WHAT THE TASK ASKS = Copy out every entry, keeping each character the same.

........

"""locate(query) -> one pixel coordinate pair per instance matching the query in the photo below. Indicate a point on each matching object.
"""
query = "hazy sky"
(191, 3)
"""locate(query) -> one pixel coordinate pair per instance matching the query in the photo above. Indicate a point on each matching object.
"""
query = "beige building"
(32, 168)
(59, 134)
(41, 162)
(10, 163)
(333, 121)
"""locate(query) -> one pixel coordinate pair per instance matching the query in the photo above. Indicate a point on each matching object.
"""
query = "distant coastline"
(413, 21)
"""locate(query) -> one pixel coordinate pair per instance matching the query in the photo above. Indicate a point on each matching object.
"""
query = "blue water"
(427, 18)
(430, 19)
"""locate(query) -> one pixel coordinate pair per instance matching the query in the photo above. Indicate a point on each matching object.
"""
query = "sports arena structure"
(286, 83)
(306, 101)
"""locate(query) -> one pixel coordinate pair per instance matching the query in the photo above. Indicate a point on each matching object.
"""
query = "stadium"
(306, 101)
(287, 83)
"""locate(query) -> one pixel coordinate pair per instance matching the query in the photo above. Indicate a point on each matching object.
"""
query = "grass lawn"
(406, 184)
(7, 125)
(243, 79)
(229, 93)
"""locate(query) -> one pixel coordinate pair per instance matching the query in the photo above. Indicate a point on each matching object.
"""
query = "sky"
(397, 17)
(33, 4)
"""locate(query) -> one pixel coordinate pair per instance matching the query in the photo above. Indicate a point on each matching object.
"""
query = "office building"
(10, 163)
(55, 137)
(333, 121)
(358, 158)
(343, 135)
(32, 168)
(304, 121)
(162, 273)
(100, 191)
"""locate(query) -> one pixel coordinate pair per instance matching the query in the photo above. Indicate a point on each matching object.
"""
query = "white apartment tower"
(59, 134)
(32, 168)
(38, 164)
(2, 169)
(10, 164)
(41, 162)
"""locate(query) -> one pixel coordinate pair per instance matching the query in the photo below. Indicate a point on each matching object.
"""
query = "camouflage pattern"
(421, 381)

........

TASK RESULT =
"""locate(query) -> one pixel coordinate pair per instance matching the query in the photo below. Indicate a point on each matching object.
"""
query = "hazy sky"
(191, 3)
"""locate(query) -> one pixel coordinate pair per instance matching the query in the photo above. Indicate a point on each matching object.
"""
query = "beige building"
(32, 168)
(59, 134)
(41, 162)
(10, 163)
(333, 121)
"""locate(query) -> one pixel coordinate pair per instance matching the query in the photo above. Indicate a point on each matching object.
"""
query = "distant coastline"
(413, 21)
"""locate(query) -> one pixel coordinate pair per instance matching the query in the photo above. Indicate a point on each matching object.
"""
query = "blue water"
(427, 18)
(430, 19)
"""locate(query) -> one pixel coordinate pair per instance matching the query in the photo above. Indicate a point on each matching object.
"""
query = "sports arena structure"
(286, 83)
(306, 101)
"""locate(query) -> one pixel coordinate pair per instance matching the query in the photo above. Indicate a point on each matching object.
"""
query = "stadium"
(306, 101)
(287, 83)
"""locate(query) -> one pixel coordinate pair per instance matching the query in the photo above. Indicate a point on each matching object.
"""
query = "grass lawn"
(406, 184)
(7, 125)
(243, 79)
(229, 93)
"""locate(query) -> one pixel coordinate pair per instance matching the query in the photo above. Indicate a point on each matching object.
"""
query = "sky"
(397, 17)
(33, 4)
"""locate(query) -> one pixel coordinate pair per instance matching the query in the photo above. Indicate a point on each matching object.
"""
query = "office building"
(10, 163)
(55, 137)
(333, 121)
(358, 158)
(343, 135)
(32, 168)
(304, 121)
(162, 273)
(100, 191)
"""locate(query) -> one pixel coordinate pair per instance matching the query in the photo above. Indicate a point on each matching object.
"""
query = "white apartment tower"
(59, 134)
(32, 168)
(38, 164)
(2, 169)
(10, 164)
(41, 162)
"""locate(query) -> one pixel coordinate pair per instance matching the query in the photo below. Indicate a point on each matching object.
"""
query = "camouflage pattern"
(421, 381)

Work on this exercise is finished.